→ Text shown:

— begin —

Come on, use your head buddy.
Computers can't do creativity, because they can only perform a limited number of options. For flexibility, creativity, and roleplaying, you cannot substitute for a real live DM.
I would certainly agree with this. I have been playing DnD since the 1970s.
Further, since it is not DnD, adapting the magic systems so that players could effect their element or effect of choice in the expression of a spells effect should not have been a problem. As they are apparently making up spells and systemic effects anyway, they might as well have done something that would be both functional and expressive. IE. Positive/Divine Energy expressed in blue/white fire, Negative in purple/black fire, Flame as red fire, Earth as crystal fire, etc. The spell effect would be the same, but the skin would have been different. And this isn't house rules in AD&D 3.5, you can make your own spell effects using the base stats of other spells. Simply put, no one has bothered to provide players a simple set of options. Apparently, AD&D 4.0 was designed for those with less imagination to put into role play and more interest in mashing keys for pathetic status. I understood from the get-go that 4.0 was created to make programmers happy at the expense of the game, and this is now obvious.
As it stands, the mage class is barely worth playing because of its incredible limitations. The whole system is so devoted to limitations rather than versatility as to make it undesirable. The Devoted Cleric is more of a mage than the mage class, and is a poor excuse for a healer. The tanks are tolerable, but equally limited. The rogue class is a glass cannon without any glass, but amusing non-the-less. And the ranged class isn't at all. We have nature kits, but no nature classes. The pantheons seem to have been massively massacred.
The base functions of the system mechanics had already been simplified, but now we switch to computerized mechanics to complicated them. Where one class regenerates points to effect powers, another builds them before they can. These are part of console game systems and never belonged in any form of DnD, nor were they necessary here. Their inclusion here has more to do with familiarity on the party of the gaming industry with itself rather than on its interest in presenting the game faithfully or looking for creative solutions to advance RP and Characterization options for the player base. Yes, I am saying that game designers (across the board) are complacent with what they have and their kudos granted by each other to each other for regurgitating the same base codes with trivial differences is ultimately unimpressive. So my horny female is rendered slightly more smoothly when she shakes her tail at me now, versus two games back. The fact is, I am still playing the game from two games back. A game that has been abandoned by its developers and its distributors had more to offer from before its first patch in classes, races, weapons, spells, skills, and player input than a brand new game developed almost a decade later?

— end —

→ Required work:
A – Say whether each statement agrees with the DnD post, answering yes or no and quoting the deciding words from it: (i) The writer has played DnD since the 1970s. (ii) The post calls the Devoted Cleric a good healer. (iii) The post says the tanks are tolerable.
B – In the DnD post, copy the words from "Computers can't do" up to and including "since the 1970s.".
C – Carry on the DnD post from the point where it stops.

→ Supplied data:
— begin —

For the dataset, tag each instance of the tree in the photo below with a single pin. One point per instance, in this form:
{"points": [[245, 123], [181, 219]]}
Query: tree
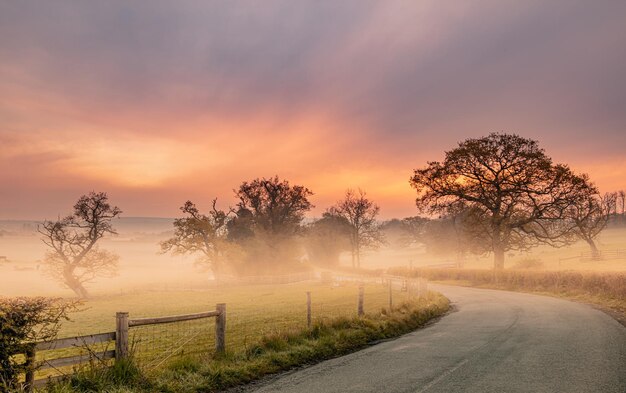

— end —

→ Outputs:
A –
(i) Yes: "I have been playing DnD since the 1970s."
(ii) No: "is a poor excuse for a healer."
(iii) Yes: "The tanks are tolerable, but equally limited."

B –
Computers can't do creativity, because they can only perform a limited number of options. For flexibility, creativity, and roleplaying, you cannot substitute for a real live DM.
I would certainly agree with this. I have been playing DnD since the 1970s.

C –
However, I play my characters out of a sense of duty to the character and with no interest in where they are going, or excitement in what they can become because it is absolutely nothing I would choose. MAGES USE ALL KINDS OF MAGIC, not just cold and lightening.
That being said:
I do like a great deal of what we have.
I do not regret the money I spent on the game (between STO and Neverwinter, a little under $300.00 in one month).
The art is consistent in style and expression.
Success, at least in early levels, is not burdensome to achieve.
I have logged very few hours because I cannot make a character worth playing.
I'm sure they'll introduce a mage class with other elements at some point. War Wizard, some kind of Warlock or Sorcerer, whatever.
A new MMO doesn't have everything imaginable right at launch. What a shocking state of affairs.
this
There isn't any other way around it. Nearly ALL of the classic D&D we once knew is gone. Whether it's because of 4th edition or this company wasn't really familiar with what Dungeons & Dragons was like prior to ...2007 or when ever 4th ed was published.
If this is what D&D is now, I am sad to say that I simply don't like D&D anymore. The franchise has lost it's flavor and most of its magic (literally and figuratively).
Still, this game is fun, and the setting is still Forgotten Realms-ish. The combat is fun, the dungeons are interesting, and I dig the graphics. Dungeons & Dragons it is not, but as a video game it totally works - except the 46 forms of currency, each of which can only buy a few pieces of gear that are quickly outgrown...who the hell came up with this idea and who consented to putting this in the game?
Magic, wizards, spells - gone, all gone. So are rogue/thief skills for that matter.
I am weeping for the one responsible for trashing Gygax & Arneson's hard work, because that poor soul has sold out.
Amillion Dollars L60 'easy mode' GWF
Then everything on my character has been a complete waste of time and money. In which case, playing the game becomes a waste of both.
This sort of answer fails. TONS of computer games have implemented a very large set of spells for wizards. D&D online, which is a different version but makes the point, has most (not all, but most) of the 3.5 ruleset spells implemented. NWN and NWN 2 also had most of the 3.5 (which is a larger list).
Not every spell can be added. Not every spell should be added. But I can roll a level 1 wizard in NWN2 that has more spells than a level 60 here, and that is only about 1/4 the available ones (you only get so many to start even with a 20 starting int).
Its very possible to do it. By and large, MOST wizard spells do damage and so all that changes is the graphic and shape/size of the area of effect. Eye-candy, is all it would be. Like having a variety of armor styles, its missing from the game at this time.
One would hope the other paragon paths add other spells including at least a fireball. But we do not know about that yet, its possible, but nothing has been said to my knowledge.
As for it being a control wizard, then where is my 10 min duration multiple target hold monster spell???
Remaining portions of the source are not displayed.